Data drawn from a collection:
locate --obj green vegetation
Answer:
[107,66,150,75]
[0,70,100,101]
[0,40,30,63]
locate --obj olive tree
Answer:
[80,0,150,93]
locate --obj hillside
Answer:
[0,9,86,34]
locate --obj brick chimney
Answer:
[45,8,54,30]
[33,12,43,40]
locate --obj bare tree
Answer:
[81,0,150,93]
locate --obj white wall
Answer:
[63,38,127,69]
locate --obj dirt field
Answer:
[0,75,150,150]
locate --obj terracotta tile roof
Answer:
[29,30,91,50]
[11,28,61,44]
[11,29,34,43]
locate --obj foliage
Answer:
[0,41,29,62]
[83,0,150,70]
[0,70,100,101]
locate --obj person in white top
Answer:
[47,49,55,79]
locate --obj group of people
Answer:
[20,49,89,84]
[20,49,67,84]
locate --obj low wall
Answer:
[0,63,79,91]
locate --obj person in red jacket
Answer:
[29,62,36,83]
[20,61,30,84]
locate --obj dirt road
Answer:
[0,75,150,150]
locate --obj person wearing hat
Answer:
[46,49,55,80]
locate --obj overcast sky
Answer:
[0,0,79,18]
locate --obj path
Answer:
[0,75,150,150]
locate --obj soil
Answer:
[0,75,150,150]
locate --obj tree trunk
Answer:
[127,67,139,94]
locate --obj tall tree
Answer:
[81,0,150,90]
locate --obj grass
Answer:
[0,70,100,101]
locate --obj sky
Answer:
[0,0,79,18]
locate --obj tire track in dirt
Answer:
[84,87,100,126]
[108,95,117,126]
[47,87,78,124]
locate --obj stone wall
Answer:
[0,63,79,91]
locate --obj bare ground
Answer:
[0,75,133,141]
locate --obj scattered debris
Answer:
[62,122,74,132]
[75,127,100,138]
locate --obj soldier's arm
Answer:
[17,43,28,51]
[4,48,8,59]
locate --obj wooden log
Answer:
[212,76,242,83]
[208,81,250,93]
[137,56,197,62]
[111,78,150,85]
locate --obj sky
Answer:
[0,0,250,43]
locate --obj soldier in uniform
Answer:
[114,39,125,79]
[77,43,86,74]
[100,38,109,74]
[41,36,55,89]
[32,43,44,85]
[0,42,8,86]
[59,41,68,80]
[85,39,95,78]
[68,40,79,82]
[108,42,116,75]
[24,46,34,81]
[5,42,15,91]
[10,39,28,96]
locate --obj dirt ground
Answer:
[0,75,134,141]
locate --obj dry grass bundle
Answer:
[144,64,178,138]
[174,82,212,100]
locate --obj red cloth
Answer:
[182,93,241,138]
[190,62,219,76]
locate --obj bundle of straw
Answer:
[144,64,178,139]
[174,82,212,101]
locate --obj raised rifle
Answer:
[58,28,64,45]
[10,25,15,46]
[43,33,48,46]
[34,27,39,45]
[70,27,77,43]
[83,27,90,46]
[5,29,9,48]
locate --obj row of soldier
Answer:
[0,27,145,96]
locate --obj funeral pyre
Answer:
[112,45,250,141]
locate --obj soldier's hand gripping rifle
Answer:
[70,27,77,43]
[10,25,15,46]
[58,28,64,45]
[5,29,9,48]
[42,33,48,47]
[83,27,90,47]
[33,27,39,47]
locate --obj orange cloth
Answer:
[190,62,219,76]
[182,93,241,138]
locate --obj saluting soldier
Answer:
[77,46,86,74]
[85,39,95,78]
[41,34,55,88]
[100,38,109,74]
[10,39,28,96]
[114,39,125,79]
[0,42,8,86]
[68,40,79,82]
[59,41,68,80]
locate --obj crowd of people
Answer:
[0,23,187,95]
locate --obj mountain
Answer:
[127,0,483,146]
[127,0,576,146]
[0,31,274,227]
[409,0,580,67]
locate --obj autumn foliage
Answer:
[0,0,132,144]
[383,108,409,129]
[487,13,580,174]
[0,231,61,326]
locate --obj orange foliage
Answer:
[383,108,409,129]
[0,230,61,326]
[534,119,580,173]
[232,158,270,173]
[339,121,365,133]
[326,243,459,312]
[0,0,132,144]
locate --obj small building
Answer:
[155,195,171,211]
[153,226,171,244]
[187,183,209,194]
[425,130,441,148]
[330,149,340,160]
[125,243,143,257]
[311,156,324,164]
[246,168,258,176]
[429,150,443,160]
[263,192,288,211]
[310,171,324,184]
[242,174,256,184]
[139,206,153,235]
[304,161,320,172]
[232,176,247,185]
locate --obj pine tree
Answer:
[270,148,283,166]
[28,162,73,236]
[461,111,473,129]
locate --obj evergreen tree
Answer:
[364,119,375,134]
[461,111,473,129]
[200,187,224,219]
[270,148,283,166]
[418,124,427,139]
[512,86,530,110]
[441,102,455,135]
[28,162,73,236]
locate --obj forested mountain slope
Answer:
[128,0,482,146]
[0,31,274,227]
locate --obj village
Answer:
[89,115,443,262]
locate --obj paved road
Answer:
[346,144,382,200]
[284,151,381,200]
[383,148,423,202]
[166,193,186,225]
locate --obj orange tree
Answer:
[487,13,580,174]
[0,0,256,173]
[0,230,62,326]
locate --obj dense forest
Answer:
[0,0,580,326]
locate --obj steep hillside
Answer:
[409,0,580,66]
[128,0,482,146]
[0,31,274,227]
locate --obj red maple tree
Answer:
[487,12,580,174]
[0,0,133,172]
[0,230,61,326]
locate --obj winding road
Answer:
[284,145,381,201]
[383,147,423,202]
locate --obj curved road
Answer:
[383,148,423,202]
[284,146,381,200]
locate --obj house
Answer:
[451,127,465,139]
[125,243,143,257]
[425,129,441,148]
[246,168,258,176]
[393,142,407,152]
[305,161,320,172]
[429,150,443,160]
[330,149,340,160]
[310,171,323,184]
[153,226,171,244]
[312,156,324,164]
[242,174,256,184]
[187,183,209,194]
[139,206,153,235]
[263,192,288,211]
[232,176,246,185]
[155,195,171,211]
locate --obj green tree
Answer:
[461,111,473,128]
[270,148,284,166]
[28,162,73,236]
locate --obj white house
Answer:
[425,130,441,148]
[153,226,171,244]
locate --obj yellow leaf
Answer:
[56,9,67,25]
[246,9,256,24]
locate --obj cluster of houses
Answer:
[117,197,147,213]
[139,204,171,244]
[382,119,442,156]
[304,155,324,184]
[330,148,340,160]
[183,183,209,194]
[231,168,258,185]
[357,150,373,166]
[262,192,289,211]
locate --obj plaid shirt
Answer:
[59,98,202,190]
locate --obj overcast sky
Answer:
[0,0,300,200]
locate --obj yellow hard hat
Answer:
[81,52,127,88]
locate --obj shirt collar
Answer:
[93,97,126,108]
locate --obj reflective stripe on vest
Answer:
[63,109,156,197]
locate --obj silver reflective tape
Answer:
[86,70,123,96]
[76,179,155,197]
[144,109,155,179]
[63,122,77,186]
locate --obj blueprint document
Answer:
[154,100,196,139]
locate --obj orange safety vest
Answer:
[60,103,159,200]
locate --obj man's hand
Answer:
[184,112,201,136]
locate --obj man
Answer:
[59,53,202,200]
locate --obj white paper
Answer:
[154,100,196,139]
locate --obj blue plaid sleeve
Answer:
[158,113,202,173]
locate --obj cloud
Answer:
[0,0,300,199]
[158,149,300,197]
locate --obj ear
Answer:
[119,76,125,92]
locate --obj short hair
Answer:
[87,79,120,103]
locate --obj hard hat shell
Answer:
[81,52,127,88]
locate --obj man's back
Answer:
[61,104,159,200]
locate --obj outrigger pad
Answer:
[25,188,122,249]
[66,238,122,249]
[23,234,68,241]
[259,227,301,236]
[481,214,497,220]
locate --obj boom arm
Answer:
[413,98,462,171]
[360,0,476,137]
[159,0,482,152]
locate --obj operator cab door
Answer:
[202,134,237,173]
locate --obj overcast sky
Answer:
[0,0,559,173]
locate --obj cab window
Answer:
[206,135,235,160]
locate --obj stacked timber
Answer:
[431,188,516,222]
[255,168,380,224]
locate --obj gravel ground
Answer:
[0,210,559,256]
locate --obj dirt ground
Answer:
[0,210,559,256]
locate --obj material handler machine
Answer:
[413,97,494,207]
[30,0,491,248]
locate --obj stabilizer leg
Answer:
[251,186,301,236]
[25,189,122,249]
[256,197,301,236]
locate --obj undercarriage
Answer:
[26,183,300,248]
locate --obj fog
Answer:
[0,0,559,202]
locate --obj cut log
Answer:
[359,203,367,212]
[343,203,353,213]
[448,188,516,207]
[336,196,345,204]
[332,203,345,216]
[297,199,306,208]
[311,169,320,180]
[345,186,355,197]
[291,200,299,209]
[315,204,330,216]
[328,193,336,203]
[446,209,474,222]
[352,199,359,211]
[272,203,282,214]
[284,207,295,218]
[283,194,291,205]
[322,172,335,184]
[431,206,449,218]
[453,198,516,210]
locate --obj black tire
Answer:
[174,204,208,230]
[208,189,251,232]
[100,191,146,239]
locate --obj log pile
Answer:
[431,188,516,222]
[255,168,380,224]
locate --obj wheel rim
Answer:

> [WRITTEN INSTRUCTION]: Transcribe the lines of this data without any changes, starting at the line that contains "locate --obj blueprint document" and ending after the line that contains "[0,0,559,202]".

> [WRITTEN RESPONSE]:
locate --obj blueprint document
Answer:
[154,100,196,139]
locate --obj orange safety vest
Answer:
[60,103,159,200]
locate --obj man's hand
Answer:
[184,112,201,136]
locate --obj man
Answer:
[59,53,202,200]
locate --obj white paper
Answer:
[154,100,196,139]
locate --obj blue plaid sleeve
Answer:
[158,113,202,173]
locate --obj cloud
Answer:
[0,0,300,199]
[158,149,300,197]
locate --obj ear
Answer:
[119,76,125,92]
locate --obj short hair
Answer:
[87,79,120,103]
locate --obj hard hat shell
Answer:
[81,52,127,88]
locate --obj man's back
Answer:
[61,104,159,200]
locate --obj outrigger pad
Answer:
[25,188,122,249]
[66,238,122,249]
[23,234,68,241]
[259,227,301,236]
[481,214,497,220]
locate --obj boom arm
Answer:
[413,98,462,171]
[360,0,476,137]
[159,0,482,152]
locate --obj operator cab door
Answer:
[202,134,237,173]
locate --obj overcast sky
Answer:
[0,0,559,173]
locate --obj cab window
Answer:
[206,135,235,160]
locate --obj stacked timber
Answer:
[431,188,516,222]
[255,168,380,224]
locate --obj gravel ground
Answer:
[0,210,559,256]
locate --obj dirt ground
Answer:
[0,210,559,256]
locate --obj material handler machine
Answer:
[413,97,494,207]
[30,0,491,248]
locate --obj stabilizer leg
Answer:
[251,186,301,236]
[25,189,122,249]
[256,197,301,236]
locate --obj undercarriage
Answer:
[26,183,300,248]
locate --obj fog
Answer:
[0,0,559,202]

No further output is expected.